> [Task instructions] Rewrite all the items with "exterior ring" changed to "outer boundary" and everything else left as it is, and omit the pictures.

> [Items]
'''

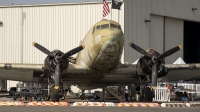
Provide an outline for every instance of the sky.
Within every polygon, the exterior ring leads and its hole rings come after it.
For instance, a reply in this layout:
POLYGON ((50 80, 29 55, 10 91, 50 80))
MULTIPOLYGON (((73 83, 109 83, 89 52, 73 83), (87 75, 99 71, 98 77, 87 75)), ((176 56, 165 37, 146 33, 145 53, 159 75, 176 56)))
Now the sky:
MULTIPOLYGON (((24 4, 50 4, 66 2, 95 2, 101 0, 0 0, 0 6, 5 5, 24 5, 24 4)), ((102 0, 103 1, 103 0, 102 0)))

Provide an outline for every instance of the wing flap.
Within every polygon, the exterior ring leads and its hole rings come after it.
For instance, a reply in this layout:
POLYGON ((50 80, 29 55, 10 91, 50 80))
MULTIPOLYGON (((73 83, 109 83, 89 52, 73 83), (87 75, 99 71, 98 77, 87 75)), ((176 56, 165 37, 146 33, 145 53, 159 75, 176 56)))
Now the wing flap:
POLYGON ((0 79, 32 82, 33 75, 41 75, 42 64, 0 63, 0 79))
POLYGON ((176 81, 200 78, 200 64, 166 64, 169 72, 159 81, 176 81))

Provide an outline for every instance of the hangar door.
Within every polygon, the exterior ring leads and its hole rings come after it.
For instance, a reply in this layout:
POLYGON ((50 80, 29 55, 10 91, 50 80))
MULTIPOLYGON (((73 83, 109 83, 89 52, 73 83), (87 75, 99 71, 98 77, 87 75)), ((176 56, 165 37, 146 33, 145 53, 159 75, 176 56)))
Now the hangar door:
MULTIPOLYGON (((151 15, 149 31, 149 47, 159 53, 183 45, 183 20, 151 15)), ((183 50, 166 57, 165 63, 172 64, 179 57, 183 58, 183 50)))
POLYGON ((184 21, 184 61, 200 63, 200 23, 184 21))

'''

> [Solution to this task]
Provide an outline for every instance of the sky.
Within every polygon, the outer boundary leads and its hole rings come after it.
For instance, a reply in this layout:
POLYGON ((50 80, 29 55, 10 91, 50 80))
MULTIPOLYGON (((73 83, 109 83, 89 52, 73 83), (87 75, 99 71, 98 77, 87 75)), ((176 56, 165 37, 146 33, 145 53, 159 75, 176 56)))
Now the sky:
MULTIPOLYGON (((24 4, 50 4, 66 2, 95 2, 101 0, 0 0, 0 6, 5 5, 24 5, 24 4)), ((102 0, 103 1, 103 0, 102 0)))

Provide an outline for every instance of the wing flap.
Within every polygon, the outer boundary leads and its hole rings come after it.
For instance, a reply in this layout:
POLYGON ((50 80, 29 55, 10 91, 50 80))
MULTIPOLYGON (((73 83, 109 83, 89 52, 73 83), (87 75, 99 71, 98 77, 87 75)), ((176 56, 165 37, 146 33, 145 53, 159 75, 176 56)))
Now the wing flap:
POLYGON ((0 79, 32 82, 33 75, 41 75, 42 64, 0 63, 0 79))
POLYGON ((176 81, 200 78, 200 64, 166 64, 169 72, 159 81, 176 81))

Provide an outline for every instance of the hangar door.
Within every polygon, the outer boundary leads and its hole rings come after it.
For instance, a reply in this layout:
POLYGON ((50 80, 29 55, 10 91, 50 80))
MULTIPOLYGON (((73 83, 109 83, 89 52, 73 83), (87 75, 99 71, 98 77, 87 75)), ((176 56, 165 37, 146 33, 145 53, 159 75, 176 56)))
Now the hangar door:
MULTIPOLYGON (((151 15, 149 31, 149 47, 159 53, 183 45, 183 20, 151 15)), ((183 50, 166 57, 165 63, 172 64, 179 57, 183 58, 183 50)))
POLYGON ((184 21, 184 61, 200 63, 200 23, 184 21))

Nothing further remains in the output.